__PROVIDED PASSAGE__.
───
The $15 million National Carp Control Plan (NCCP) recently hit a new milestone, delivering a key strategic plan to address the big questions in relation to carp control and launching an online one-stop-shop for stakeholders.
Deputy Prime Minister and Minister for Agriculture and Water Resources, Barnaby Joyce, said the NCCP’s Strategic Research and Technology Plan outlined the additional research and development needed to support the potential release of the carp herpes virus.
“The Strategic Plan will fund and focus the research needed to identify a smart, safe and effective suite of measures to control carp impacts through the release of a carp herpes virus and strategies for the clean-up,” Minister Joyce said.
“The NCCP, led by the Fisheries Research and Development Corporation (FRDC), will be addressing community concerns about the program, consulting widely through a series of community engagement forums across regions affected by the invasive pest.
“The launch of a new website, www.carp.gov.au, will also form a key access point for stakeholders interested in the development of the NCCP, provide an avenue for feedback and to stay up-to-date with progress.
“The Coalition Government knows carp are a big problem, causing damage of up to $500 million per year, and the potential to reduce their numbers by over 70% would have dramatic benefits for water quality, fishing and irrigation right up and down the river system.”
Minister Ruston said the plan was progressing well and the prospect of controlling carp in the Murray had South Australian river communities in particular very excited.
“For decades, we’ve been watching the quality of the Murray’s water deteriorate and our many creeks, lagoons and wetlands become choked with this pest to the detriment of our native fish species as well as our irrigation and tourism industries,” Minister Ruston said.
“The 2017 SA Carp Frenzy this month saw around 500 fishers pull almost 17,000 carp out of Barmera’s Lake Bonney in just nine hours; this is just a snapshot of the scale of the problem we’re facing. Those carp are now being processed into fertiliser, a fitting end for such a noxious pest.
───
__TRY IT__.
List every area that Barnaby Joyce, in the carp control article, says would see dramatic benefits from reducing carp numbers by over 70%. The items after the carp control article are separate material with no connection to it.

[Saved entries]
───
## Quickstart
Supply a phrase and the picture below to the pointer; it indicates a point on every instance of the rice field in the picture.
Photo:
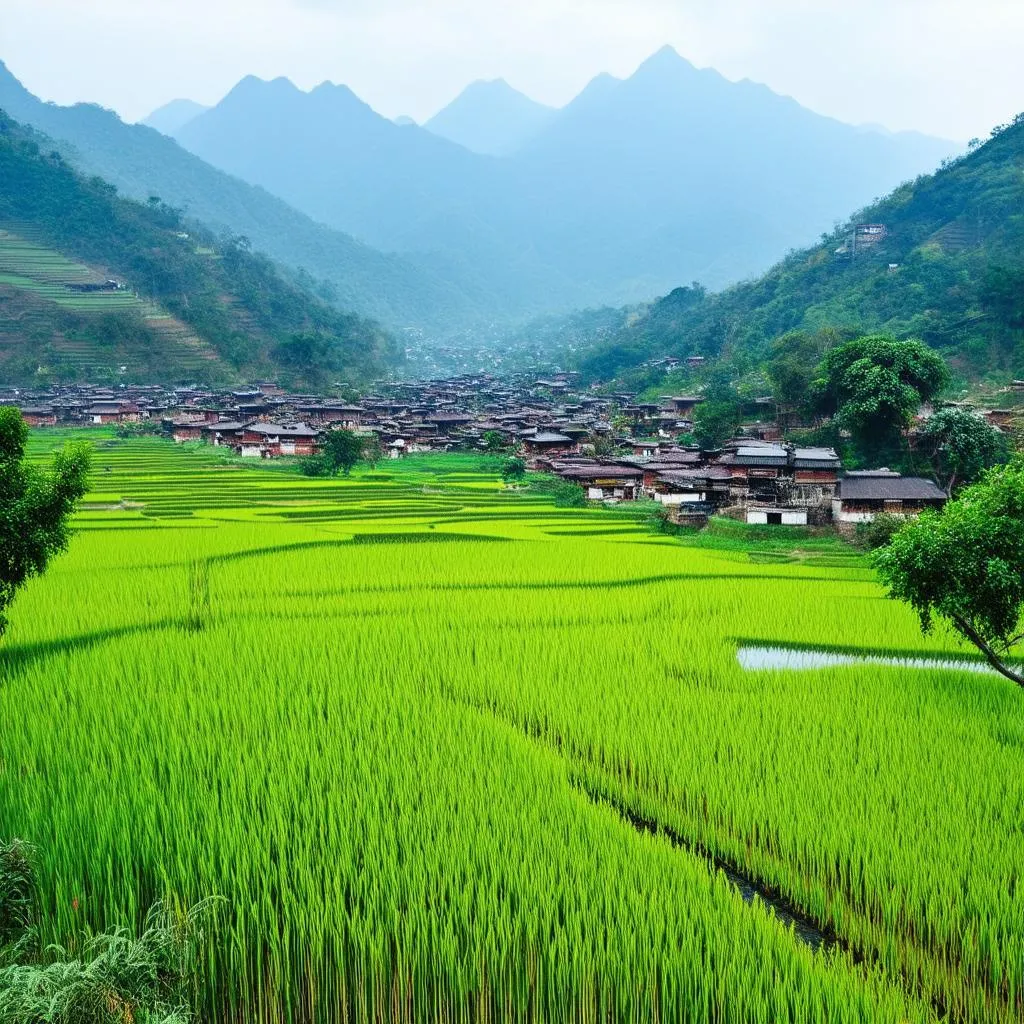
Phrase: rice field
(454, 754)
(47, 274)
───
__ANSWER TO THIS EXERCISE__.
- Water quality
- Fishing
- Irrigation